** START OF SUPPLIED DATA **

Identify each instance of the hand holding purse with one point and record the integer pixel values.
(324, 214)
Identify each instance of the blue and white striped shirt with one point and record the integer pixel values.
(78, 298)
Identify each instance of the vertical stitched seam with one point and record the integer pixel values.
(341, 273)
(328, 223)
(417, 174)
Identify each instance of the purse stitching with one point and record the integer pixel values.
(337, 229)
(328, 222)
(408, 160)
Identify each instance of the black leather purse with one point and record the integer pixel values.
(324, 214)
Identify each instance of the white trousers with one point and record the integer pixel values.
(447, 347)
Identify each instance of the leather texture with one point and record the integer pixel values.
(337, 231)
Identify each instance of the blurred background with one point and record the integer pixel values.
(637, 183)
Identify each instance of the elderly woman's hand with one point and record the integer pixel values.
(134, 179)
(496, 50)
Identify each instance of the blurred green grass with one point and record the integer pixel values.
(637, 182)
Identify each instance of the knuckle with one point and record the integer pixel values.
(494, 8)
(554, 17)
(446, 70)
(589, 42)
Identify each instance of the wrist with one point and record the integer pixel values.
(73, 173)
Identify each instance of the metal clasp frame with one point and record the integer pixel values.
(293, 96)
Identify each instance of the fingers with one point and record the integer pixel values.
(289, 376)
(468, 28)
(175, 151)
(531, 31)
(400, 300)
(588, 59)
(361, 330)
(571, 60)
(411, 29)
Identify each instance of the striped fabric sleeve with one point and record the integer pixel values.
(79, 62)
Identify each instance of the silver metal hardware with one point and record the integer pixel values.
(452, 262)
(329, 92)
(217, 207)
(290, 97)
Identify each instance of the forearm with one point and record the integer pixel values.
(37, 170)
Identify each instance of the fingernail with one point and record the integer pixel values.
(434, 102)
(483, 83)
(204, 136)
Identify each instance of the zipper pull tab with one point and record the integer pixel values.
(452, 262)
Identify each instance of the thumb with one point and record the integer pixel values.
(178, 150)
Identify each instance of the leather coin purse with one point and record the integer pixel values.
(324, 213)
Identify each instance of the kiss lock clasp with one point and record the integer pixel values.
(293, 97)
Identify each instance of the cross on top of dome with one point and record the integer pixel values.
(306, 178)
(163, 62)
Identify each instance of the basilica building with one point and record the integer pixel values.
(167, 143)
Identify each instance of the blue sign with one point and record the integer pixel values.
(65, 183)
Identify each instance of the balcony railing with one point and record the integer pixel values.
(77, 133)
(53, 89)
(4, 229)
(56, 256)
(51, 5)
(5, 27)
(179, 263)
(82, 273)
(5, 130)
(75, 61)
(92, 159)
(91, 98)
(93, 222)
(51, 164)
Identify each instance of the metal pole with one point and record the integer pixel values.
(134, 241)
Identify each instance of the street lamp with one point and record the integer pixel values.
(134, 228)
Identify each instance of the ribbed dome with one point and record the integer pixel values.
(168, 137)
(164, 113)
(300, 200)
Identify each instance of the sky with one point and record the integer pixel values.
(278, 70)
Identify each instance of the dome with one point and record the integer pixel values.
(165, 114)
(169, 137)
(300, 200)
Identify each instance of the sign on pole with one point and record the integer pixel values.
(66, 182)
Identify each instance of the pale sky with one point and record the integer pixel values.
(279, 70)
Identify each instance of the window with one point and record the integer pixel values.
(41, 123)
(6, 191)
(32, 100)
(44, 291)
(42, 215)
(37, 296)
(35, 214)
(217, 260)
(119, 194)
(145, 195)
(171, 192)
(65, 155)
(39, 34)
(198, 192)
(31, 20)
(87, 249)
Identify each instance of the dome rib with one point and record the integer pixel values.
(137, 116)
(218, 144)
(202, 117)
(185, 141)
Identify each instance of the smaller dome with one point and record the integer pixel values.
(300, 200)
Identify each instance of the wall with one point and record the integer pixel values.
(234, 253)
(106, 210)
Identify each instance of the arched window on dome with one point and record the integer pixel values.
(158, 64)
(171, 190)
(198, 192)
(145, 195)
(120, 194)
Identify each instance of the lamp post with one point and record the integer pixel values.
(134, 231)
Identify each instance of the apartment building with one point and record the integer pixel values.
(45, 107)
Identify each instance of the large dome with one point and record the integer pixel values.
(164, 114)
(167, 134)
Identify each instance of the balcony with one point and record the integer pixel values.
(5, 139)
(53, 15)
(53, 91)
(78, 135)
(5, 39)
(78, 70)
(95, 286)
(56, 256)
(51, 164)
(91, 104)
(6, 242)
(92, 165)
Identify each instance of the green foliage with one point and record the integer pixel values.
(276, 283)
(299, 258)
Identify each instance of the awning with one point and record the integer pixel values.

** END OF SUPPLIED DATA **

§ STATED GOAL: Copy the material above back out, exactly as written.

§ EXERCISE RESULT:
Identify each instance of the hand holding purse with one point and record the integer pixel values.
(324, 214)
Identify each instance of the blue and white striped shirt with one point and record the integer pixel values.
(78, 298)
Identify each instance of the vertical stitched seam with one point and record the integer pixel values.
(341, 273)
(328, 223)
(417, 174)
Identify each instance of the purse stitching with one point and record the integer pixel values.
(337, 229)
(328, 222)
(408, 160)
Identify each instance of the black leather purse with one point and record the integer pixel values.
(324, 214)
Identify each instance of the white trousers with one point and record the integer pixel values.
(447, 347)
Identify each instance of the leather texture with one point and record the integer pixel values.
(337, 231)
Identify each instance of the blurred background with one point and record the integer pixel values.
(637, 183)
Identify each instance of the elderly woman's hand with one point and record the integer pixel values.
(134, 179)
(496, 50)
Identify each instance of the blurred green grass with one point and record the integer pixel values.
(637, 182)
Identify each instance of the knuckle with one point and record the integer pixel values.
(494, 8)
(554, 17)
(446, 70)
(589, 42)
Identify each instance of the wrist with one point and record the integer pixel values.
(73, 173)
Identify each instance of the metal clasp frame with one point and record the integer pixel values.
(293, 96)
Identify each instance of the fingers with one point and record the integer pixel values.
(289, 376)
(468, 28)
(175, 151)
(531, 31)
(400, 300)
(588, 59)
(361, 330)
(571, 60)
(411, 29)
Identify each instance of the striped fabric sleeve with one point and record the integer pixel values.
(79, 62)
Identify each instance of the silver metal hardware with one point and record the integer pixel values.
(452, 262)
(329, 92)
(217, 207)
(290, 97)
Identify each instance of the forearm with one point and record the integer pixel values.
(37, 170)
Identify each instance of the fingernail with one point and record the integer pixel values.
(434, 102)
(483, 83)
(204, 136)
Identify each instance of the zipper pull tab with one point and record the integer pixel values.
(452, 262)
Identify each instance of the thumb with one point and record the integer pixel values.
(178, 150)
Identify each instance of the leather coin purse with one point and record the integer pixel values.
(324, 213)
Identify each instance of the kiss lock clasp with one point and record the integer pixel values.
(293, 97)
Identify each instance of the cross on top of dome with one point and record the integer pixel values.
(306, 178)
(163, 62)
Identify each instance of the basilica building with one point and record the integer pixel values.
(167, 143)
Identify each instance of the blue sign with one point and record the integer pixel values.
(65, 183)
Identify each instance of the balcony railing with one point and record the integer pixel values.
(77, 133)
(53, 89)
(4, 229)
(56, 256)
(51, 5)
(5, 27)
(179, 263)
(82, 273)
(5, 130)
(75, 61)
(92, 159)
(91, 98)
(93, 222)
(51, 164)
Identify each instance of the metal pole with one point and record the integer pixel values.
(134, 241)
Identify each instance of the street lamp with one point and record the integer pixel values.
(134, 228)
Identify each instance of the ribbed dome with one point and record the integer pixel values.
(168, 137)
(164, 113)
(300, 200)
Identify each instance of the sky with one point and record the integer pixel values.
(278, 70)
Identify each instance of the dome with one point and record the integer pixel values.
(165, 114)
(169, 137)
(300, 200)
Identify each instance of the sign on pole with one point and record the integer pixel values.
(66, 182)
Identify each instance of the pale sky with one point and record the integer pixel values.
(279, 70)
Identify each instance of the window with one point and record the integer pixel values.
(41, 123)
(6, 191)
(32, 100)
(44, 291)
(42, 215)
(37, 296)
(35, 214)
(217, 260)
(119, 194)
(145, 195)
(171, 192)
(65, 155)
(39, 34)
(198, 192)
(31, 20)
(87, 249)
Identify each instance of the dome rib with one point and record the integer pixel values.
(137, 116)
(218, 144)
(202, 117)
(185, 141)
Identify each instance of the smaller dome with one point and record the integer pixel values.
(300, 200)
Identify each instance of the wall with one point and record the integer pixel values.
(234, 253)
(106, 210)
Identify each instance of the arched window on dome with one point and record the integer pixel values.
(158, 64)
(171, 190)
(198, 192)
(145, 195)
(120, 194)
Identify each instance of the lamp post with one point and record the integer pixel values.
(134, 231)
Identify each instance of the apartment building with one point and record the integer pixel values.
(45, 107)
Identify each instance of the large dome with one point and record the integer pixel values.
(164, 114)
(167, 134)
Identify each instance of the balcony with one point and record the integer pixel values.
(5, 139)
(53, 15)
(53, 91)
(78, 135)
(5, 39)
(78, 70)
(95, 286)
(56, 256)
(51, 164)
(91, 104)
(6, 242)
(92, 165)
Identify each instance of the green foliage with one point and record the integer pixel values.
(276, 283)
(299, 258)
Identify each instance of the awning with one point and record the integer pixel values.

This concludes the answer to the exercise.